The development of diagnostic tests is central to improving the timely diagnosis and subsequent treatment of disease. Before a new diagnostic test can become fully established in practice, it is necessary to demonstrate its diagnostic performance in clinical settings, its potential to improve patient outcomes, and its cost-effectiveness [1]. The evaluation cycle from demonstrating analytical performance to cost-effectiveness and broader impact can take a long time: the median time for point-of-care tests has been estimated as 9 years [2], with the range of evidence necessitating a variety of different studies with different designs [3, 4].

Diagnostic accuracy is only a single component in the comprehensive evaluation of a new diagnostic, as recognised in overviews of the field [5, 6], and so it is important to also consider downstream consequences, which might include the effect on treatment prescribing, cost, patient outcomes and adverse effects. These have been collectively termed ‘clinical impact’ [7]. The 2017 European Union regulation on In Vitro Diagnostic Medical Devices (Regulation (EU) 2017/746) specifies that evidence of clinical performance should be demonstrated in order for a CE mark to be gained, a change from the earlier directive 98/79/EC [8].

As such, it has become necessary for studies of new diagnostic devices to include clinical impact measures as outcome variables. Although the randomised controlled trial (RCT) has historically been regarded as the highest quality design for demonstrating the effectiveness of interventions [9], many diagnostic RCTs may be underpowered [10] and the time required can delay the adoption of rapidly evolving technologies, suggesting other designs should be considered.
---*---
→ Problems to solve
A: According to the diagnostic test evaluation excerpt, what is the estimated median time of the evaluation cycle for point-of-care tests?
B: Write the next part of the diagnostic test evaluation excerpt, picking up after its final sentence.
The data entries below aren't needed.

[Stored data entries]
---*---
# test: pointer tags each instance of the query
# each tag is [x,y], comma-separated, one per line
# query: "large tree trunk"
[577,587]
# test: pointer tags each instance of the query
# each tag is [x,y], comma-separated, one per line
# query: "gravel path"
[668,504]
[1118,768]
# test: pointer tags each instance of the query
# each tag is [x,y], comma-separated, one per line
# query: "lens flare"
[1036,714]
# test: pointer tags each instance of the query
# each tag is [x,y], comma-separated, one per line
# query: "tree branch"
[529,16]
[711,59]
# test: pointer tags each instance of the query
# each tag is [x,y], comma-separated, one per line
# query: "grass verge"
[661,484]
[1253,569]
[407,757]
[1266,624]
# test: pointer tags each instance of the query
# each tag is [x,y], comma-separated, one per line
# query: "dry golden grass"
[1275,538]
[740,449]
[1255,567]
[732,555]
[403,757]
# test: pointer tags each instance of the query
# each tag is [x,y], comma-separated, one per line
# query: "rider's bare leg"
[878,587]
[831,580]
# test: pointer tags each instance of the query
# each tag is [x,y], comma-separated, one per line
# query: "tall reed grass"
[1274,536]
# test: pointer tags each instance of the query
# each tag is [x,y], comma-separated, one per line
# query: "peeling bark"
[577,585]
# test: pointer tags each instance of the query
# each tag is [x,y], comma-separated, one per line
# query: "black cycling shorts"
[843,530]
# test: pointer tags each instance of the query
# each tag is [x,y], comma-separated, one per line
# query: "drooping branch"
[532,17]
---*---
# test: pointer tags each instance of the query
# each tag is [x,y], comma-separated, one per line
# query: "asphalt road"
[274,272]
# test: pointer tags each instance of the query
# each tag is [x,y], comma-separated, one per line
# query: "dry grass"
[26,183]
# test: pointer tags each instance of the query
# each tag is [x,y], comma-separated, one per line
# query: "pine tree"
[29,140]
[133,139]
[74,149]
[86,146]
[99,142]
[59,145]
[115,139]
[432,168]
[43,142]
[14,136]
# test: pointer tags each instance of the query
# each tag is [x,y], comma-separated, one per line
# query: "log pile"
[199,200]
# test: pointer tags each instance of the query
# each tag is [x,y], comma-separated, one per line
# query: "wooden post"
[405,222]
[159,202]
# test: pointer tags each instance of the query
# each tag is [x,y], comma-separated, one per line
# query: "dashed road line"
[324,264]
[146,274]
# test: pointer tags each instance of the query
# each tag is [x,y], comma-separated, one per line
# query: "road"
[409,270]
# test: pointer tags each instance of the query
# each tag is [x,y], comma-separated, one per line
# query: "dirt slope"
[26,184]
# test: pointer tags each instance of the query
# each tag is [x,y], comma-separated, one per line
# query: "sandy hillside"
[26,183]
---*---
→ Your written answers
A: It has been estimated at 9 years.

B:
One such design that has been proposed is the ‘controlled before/after’ study, a quasi-experimental design that can be analysed using methods for comparative interrupted time series (CITS), such as segmented regression. In this design, the diagnostic device can be introduced into a number of locations, and outcomes compared both between the locations using versus those not using the diagnostic; and between the time period after versus the time period before the diagnostic was introduced. As this design partly uses retrospective (so-called ‘real-world’) data, it can reduce the time and cost of conducting such a study, the aim being to provide a plausible estimate of the effect of the diagnostic that can be used subsequently in the design of a full randomised controlled trial of clinical impact.

In medical research, the existing interrupted time series methodology primarily focuses on evaluations of treatments or public health interventions rather than diagnostics [11] and on a single time series from a population rather than multiple time series from different locations [12]. As the CITS design has rarely been used in the evaluation of diagnostics (one example is [13]), there is scope for this design and its associated analytic methods to be explored as a way to evaluate the impact of diagnostics and accelerate the adoption of new technologies into clinical practice.

Point-of-care (POC) diagnostic devices are suitable candidates for evaluations of this form, as they can be introduced to different primary or secondary care services for which relevant clinical impact outcome measures are often already routinely collected. In this paper, we describe the design of study for a POC diagnostic for C-reactive protein (CRP) testing in out-of-hours primary care, and outline how this design affects analytical considerations. Results from the prospective phase of the study will be reported in a subsequent publication.

This paper is structured as follows. First, we give details of the study evaluating POC CRP testing that motivated this work. We then describe a general methodological approach that can be used to design evaluations of this nature, before showing how this was applied to the study in question. The paper concludes with a discussion of relevant issues when using these methods to design studies of diagnostic impact.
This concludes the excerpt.